====== RECORDS SUPPLIED

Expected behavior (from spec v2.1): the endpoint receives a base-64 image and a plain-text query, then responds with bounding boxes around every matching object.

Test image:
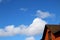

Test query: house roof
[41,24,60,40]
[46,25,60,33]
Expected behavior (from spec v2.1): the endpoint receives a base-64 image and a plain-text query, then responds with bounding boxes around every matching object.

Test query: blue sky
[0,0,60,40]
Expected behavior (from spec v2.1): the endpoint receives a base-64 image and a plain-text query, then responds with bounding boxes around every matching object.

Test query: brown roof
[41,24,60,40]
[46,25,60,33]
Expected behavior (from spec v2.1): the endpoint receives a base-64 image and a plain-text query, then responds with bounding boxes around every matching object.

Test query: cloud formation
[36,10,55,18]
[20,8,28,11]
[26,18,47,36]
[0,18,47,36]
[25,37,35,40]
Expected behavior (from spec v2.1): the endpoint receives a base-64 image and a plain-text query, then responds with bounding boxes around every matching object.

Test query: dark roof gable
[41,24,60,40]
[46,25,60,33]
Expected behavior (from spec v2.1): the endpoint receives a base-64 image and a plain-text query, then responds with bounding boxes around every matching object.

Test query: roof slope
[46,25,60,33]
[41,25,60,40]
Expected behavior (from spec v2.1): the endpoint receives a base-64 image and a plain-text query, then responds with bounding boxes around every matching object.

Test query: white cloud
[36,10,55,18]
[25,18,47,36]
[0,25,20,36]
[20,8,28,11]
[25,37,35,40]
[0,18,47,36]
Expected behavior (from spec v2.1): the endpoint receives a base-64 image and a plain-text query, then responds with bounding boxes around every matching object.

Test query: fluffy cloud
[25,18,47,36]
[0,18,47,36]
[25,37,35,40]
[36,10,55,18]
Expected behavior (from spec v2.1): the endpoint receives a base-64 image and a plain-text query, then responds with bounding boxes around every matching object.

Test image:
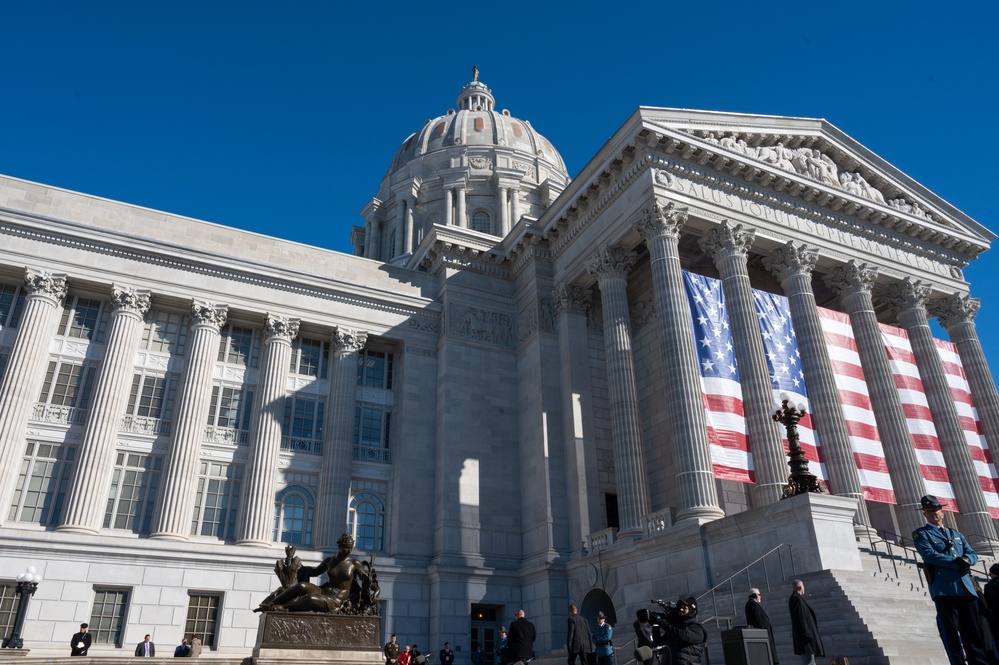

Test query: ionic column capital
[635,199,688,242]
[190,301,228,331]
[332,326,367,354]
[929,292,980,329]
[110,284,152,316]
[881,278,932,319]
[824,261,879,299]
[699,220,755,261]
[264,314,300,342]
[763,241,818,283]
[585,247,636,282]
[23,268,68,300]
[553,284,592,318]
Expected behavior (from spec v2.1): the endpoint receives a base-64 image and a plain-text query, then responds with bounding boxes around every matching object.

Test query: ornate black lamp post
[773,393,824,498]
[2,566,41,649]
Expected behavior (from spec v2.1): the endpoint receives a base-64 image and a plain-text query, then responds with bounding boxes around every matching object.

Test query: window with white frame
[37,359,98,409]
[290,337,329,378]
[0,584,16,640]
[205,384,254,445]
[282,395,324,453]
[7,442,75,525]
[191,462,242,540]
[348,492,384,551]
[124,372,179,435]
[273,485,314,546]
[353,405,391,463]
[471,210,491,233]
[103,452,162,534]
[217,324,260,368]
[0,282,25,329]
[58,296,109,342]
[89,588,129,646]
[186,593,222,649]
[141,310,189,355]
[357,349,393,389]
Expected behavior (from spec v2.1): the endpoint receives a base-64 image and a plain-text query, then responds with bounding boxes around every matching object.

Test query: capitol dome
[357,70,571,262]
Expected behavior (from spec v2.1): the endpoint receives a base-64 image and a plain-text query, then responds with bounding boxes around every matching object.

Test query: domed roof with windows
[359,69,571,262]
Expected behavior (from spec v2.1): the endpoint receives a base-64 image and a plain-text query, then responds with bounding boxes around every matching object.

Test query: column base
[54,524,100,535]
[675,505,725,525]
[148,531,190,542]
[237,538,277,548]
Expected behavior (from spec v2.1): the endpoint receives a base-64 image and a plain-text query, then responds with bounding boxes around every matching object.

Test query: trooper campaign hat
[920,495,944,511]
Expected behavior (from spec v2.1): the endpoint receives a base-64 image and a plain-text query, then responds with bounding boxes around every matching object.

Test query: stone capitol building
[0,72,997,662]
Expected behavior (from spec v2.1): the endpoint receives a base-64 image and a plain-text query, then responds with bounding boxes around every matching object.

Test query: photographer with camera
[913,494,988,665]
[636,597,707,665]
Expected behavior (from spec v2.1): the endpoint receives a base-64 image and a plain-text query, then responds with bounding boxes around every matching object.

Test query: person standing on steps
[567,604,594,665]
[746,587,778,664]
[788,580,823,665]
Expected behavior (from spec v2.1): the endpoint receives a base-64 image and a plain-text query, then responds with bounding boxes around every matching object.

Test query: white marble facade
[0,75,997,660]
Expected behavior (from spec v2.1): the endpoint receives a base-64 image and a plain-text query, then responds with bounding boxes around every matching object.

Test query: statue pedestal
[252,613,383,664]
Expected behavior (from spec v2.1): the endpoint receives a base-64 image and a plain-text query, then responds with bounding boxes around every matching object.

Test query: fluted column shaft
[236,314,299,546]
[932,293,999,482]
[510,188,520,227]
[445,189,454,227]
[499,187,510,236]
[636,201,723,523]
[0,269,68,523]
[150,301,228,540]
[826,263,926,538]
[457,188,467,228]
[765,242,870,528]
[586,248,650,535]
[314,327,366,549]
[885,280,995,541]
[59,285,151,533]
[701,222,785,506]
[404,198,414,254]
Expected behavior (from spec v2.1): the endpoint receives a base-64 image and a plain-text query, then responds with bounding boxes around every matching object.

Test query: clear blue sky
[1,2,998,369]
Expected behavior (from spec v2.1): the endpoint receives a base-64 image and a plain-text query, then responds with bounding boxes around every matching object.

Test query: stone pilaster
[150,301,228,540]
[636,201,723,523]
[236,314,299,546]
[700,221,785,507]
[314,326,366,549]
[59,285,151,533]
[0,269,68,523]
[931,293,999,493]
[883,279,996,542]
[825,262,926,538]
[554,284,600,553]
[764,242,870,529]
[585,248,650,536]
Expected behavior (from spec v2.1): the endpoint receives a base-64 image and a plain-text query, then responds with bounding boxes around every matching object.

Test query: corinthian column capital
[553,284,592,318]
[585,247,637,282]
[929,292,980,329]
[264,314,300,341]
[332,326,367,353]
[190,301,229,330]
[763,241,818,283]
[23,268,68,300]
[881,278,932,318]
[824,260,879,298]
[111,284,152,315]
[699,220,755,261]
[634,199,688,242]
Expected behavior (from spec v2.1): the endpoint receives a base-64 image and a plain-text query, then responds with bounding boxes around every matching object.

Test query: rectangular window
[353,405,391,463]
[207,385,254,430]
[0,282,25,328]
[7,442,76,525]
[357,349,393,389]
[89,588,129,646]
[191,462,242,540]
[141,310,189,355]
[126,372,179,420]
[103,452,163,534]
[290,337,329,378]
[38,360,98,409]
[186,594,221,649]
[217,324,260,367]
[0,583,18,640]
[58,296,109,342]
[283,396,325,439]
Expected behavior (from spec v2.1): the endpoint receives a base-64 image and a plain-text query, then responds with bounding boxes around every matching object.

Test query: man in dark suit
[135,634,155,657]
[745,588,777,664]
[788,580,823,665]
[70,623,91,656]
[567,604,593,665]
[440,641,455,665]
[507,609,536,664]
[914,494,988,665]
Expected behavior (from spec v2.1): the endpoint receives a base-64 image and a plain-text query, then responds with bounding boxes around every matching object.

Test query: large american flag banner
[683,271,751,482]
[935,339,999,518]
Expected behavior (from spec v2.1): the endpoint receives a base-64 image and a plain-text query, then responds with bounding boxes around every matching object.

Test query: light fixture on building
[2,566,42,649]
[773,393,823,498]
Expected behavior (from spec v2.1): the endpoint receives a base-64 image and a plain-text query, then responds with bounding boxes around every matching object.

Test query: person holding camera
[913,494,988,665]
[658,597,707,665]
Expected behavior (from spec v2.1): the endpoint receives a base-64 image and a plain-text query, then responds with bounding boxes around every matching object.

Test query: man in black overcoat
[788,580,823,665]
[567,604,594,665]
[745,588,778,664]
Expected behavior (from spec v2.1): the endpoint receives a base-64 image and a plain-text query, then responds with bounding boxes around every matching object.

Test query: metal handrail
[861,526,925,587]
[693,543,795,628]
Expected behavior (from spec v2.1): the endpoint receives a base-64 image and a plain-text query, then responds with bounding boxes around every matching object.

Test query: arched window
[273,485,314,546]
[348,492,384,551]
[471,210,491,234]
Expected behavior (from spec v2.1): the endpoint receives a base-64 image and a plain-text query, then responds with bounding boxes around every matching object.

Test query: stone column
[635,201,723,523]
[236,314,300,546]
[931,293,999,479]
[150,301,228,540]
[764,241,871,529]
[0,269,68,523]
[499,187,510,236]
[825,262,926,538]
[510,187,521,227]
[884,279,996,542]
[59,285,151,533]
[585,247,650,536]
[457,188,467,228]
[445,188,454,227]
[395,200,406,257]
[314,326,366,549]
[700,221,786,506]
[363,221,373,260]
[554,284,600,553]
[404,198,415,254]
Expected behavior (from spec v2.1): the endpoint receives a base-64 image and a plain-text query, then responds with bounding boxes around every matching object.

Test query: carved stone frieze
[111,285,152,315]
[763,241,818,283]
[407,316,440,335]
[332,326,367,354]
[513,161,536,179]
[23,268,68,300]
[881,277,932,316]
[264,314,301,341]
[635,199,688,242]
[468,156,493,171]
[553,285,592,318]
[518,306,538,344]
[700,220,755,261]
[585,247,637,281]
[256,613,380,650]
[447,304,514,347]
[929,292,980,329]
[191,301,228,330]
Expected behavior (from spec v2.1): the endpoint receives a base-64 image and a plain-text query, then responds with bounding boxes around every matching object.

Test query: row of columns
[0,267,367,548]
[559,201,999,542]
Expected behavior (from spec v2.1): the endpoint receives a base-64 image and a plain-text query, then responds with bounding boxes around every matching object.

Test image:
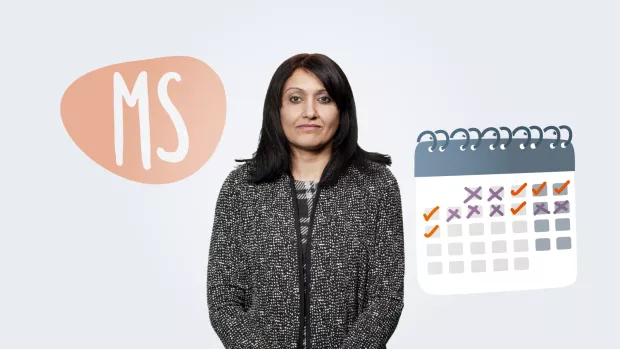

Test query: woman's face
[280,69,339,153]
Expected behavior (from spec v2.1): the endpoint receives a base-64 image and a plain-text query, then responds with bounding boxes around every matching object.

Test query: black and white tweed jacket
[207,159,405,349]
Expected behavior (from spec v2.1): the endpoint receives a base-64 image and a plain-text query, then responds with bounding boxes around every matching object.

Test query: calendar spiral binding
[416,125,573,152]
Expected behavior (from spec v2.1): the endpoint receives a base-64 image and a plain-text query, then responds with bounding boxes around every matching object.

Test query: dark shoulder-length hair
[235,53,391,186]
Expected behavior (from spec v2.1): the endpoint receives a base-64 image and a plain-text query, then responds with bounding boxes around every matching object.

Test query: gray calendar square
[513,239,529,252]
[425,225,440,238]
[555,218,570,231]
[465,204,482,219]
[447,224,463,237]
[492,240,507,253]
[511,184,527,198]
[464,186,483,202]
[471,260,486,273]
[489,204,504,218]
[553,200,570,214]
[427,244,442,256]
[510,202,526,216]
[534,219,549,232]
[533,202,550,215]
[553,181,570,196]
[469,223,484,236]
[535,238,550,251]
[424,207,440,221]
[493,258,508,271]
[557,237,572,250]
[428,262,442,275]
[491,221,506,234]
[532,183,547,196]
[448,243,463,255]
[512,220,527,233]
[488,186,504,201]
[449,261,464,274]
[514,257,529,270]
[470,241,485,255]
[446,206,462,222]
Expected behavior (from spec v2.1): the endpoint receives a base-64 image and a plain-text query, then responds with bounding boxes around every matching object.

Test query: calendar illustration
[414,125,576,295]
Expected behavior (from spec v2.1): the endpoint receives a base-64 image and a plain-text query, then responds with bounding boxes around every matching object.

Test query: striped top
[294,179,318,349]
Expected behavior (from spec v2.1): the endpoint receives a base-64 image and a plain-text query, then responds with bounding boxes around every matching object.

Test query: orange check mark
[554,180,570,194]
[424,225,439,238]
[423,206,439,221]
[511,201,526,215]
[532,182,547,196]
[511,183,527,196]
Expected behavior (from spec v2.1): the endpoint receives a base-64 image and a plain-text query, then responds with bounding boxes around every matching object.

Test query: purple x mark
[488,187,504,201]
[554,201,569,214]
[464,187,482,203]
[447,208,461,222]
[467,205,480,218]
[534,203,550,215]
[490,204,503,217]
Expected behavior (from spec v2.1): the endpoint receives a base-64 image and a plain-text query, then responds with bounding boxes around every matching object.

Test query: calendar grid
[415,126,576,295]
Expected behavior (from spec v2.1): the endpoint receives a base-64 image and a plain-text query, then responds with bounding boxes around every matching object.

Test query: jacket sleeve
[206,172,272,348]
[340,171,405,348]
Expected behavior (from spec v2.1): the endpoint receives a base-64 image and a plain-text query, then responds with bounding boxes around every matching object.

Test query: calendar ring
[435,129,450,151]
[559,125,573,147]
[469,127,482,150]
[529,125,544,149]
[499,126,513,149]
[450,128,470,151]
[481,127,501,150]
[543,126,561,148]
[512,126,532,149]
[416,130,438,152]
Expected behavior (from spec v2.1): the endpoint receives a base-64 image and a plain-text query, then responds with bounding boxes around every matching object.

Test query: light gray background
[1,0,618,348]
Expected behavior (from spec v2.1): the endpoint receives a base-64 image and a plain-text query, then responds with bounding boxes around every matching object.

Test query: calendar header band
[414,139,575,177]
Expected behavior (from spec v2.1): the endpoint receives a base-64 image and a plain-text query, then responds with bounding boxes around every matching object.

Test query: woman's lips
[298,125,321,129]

============

Write out again exactly the lines that run from the one holding "Test query: calendar header band" through the last line of the data; omit all other lines.

• RESULT
Test query: calendar header band
[414,139,575,177]
Expected behavior (from spec v2.1): the endpoint receives a base-64 image and a plain-text query, then responds with bounding boxes around every matching object.

Test query: woman's lips
[298,125,321,129]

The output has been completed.